1. Giriş ve Tanım

Pneumatosis İntestinalis (PI), bağırsak duvarında kistik veya mukoza altı düzeyde gaz birikimi ile karakterize nadir bir klinik durumdur. İki ana formu tanımlanır:

  • Primer (İdiyopatik) PI: Altında yatan bir neden bulunmayan, genellikle lenfatik veya mukoza spazmına bağlı gaz birikimi.
  • Sekonder PI: Akut veya kronik hastalık, cerrahi girişim, travma, infeksiyon veya ilaçlar gibi tanımlanabilir bir etyolojiye bağlı gelişir.

2. Epidemiyoloji

  • Yaş dağılımı geniş olup hem pediatrik hem de yetişkin hastalarda görülür.
  • Sekonder PI, özellikle kronik obstrüktif akciğer hastalığı (KOAH), nekrotizan enterokolit, immün yetmezlik hallerinde daha sık karşımıza çıkar.
  • Primer form ise daha nadir olup, genel PI olgularının yaklaşık %15–20’sini oluşturur.

3. Patogenezi ve Olası Mekanizmalar

PI’nin kesin patogenezi tam olarak aydınlatılamamış olmakla birlikte başlıca dört teori öne sürülmektedir:

  1. Mekanik Teori:
    • Bağırsak lümen basıncında artış veya mukozal bütünlüğün bozulması sonucu gazın submukoza veya subserozaya geçişi.
    • Özellikle intestinal obstrüksiyon, volvulus veya şiddetli konstipasyon varlığında risk artar.
----
**Çalışma Soruları:**
(A) Pneumatosis İntestinalis metnine göre aşağıdaki soruları cevaplayınız:
(i) Primer form, genel PI olgularının yaklaşık yüzde kaçını oluşturur?
(ii) PI'nin patogenezi için başlıca kaç teori öne sürülmektedir?
(iii) Mekanik teoriye göre hangi durumların varlığında risk artar?
(B) Pneumatosis İntestinalis metnini son cümlesinden itibaren aynı üslupla sürdürünüz.
----
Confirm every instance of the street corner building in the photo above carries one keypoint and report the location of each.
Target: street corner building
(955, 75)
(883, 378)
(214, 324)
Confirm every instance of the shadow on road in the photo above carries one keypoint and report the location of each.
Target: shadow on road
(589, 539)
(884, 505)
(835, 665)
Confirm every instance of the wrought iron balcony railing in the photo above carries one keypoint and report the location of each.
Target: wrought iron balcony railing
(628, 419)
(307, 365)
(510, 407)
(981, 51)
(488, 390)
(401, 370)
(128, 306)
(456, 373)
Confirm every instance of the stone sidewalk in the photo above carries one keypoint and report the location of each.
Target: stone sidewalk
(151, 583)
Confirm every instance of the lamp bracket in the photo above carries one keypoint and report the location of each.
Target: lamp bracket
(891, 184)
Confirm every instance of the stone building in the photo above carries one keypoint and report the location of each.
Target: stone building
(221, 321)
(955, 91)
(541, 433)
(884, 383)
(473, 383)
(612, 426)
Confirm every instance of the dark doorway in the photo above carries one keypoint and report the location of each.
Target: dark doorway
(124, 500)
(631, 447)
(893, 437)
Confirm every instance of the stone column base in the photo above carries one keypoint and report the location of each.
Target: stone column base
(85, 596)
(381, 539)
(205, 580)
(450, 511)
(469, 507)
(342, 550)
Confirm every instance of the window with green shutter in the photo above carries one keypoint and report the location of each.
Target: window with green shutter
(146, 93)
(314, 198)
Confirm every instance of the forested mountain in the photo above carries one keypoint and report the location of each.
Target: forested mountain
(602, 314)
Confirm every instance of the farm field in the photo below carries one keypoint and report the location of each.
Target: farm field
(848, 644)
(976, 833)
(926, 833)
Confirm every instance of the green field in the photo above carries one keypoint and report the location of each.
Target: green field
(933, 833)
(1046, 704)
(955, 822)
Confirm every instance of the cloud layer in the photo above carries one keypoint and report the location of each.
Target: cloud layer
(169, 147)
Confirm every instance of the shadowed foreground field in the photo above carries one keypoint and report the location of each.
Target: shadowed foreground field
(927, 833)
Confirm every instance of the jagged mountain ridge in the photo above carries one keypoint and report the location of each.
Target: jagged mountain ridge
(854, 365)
----
**Çözümlü Sorular:**
(A)
(i) Yaklaşık %15–20'sini oluşturur.
(ii) Başlıca dört teori öne sürülmektedir.
(iii) İntestinal obstrüksiyon, volvulus veya şiddetli konstipasyon varlığında risk artar.

(B)
  2. Bakteriyel Teori:
    • Gaz üreten anaerobik bakterilerin (ör. Clostridium türleri) bağırsak duvarında kolonizasyonu ve gaz üretimi.
    • Mukoza bariyerindeki zedelenme bakteriyel invazyonu kolaylaştırır.
  3. Pulmoner (Alveoler) Teori:
    • KOAH gibi akciğer hastalıklarında alveoler rüptür sonucu mediastenden perivasküler fascial düzlem boyunca retroperitoneuma, oradan da bağırsak duvarına gaz geçişi.
  4. Biyokimyasal Teori:
    • Bağırsakta aşırı gaz üretimi (laktaz eksikliği, karbonhidrat malabsorpsiyonu) ve gaz difüzyonu sonucu duvar katmanlarında toplanma.

Bu mekanizmalar çoğunlukla birbirini tamamlayıcı olup sekonder PI’de birden fazla faktör rol oynar.


4. Sınıflama

  • Primer PI (İdiyopatik): Hastaların çoğu asemptomatik seyredebilir; gaz kistleri genellikle kolon yerleşimlidir.
  • Sekonder PI: Altında yatan patolojiye göre infeksiyöz, vasküler, inflamatuar, obstrüktif, ilaç ilişkili (steroid, kemoterapi) gibi alt gruplara ayrılır.

5. Klinik Bulgular

  • Belirtiler genel olarak non-spesifiktir:
    • Karın ağrısı, meteorismus (gaz şişkinliği), distansiyon, bulantı-kusma, diyare veya kabızlık.
    • Semptom şiddeti, altta yatan hastalığın ciddiyetine göre değişir.
  • Acil Bulgular:
    • Peritonit bulguları, sistemik inflamatuar yanıt (SIRS), hipotansiyon varlığında komplikasyona (ör. intestinal iskemi, perforasyon) işaret eder.

6. Tanı Yöntemleri

  1. Radyolojik İnceleme
    • Düz grafi (X-ışını): Bağırsak duvarı boyunca gaz kesecikleri; “baloncuk benzeri” görünüm.
    • Bilgisayarlı Tomografi (BT): En duyarlı yöntem. Kistik gazın lokalizasyonu ve yayılımı (submukoza, subserozal), eşlik eden portal venöz gaz veya periton serbest gazı ayırt edilebilir.
    • Sonografi (Ultrason): Gaz artifaktları nedeniyle sınırlı olsa da duvar kalınlaşması, serbest sıvı varlığı değerlendirilebilir.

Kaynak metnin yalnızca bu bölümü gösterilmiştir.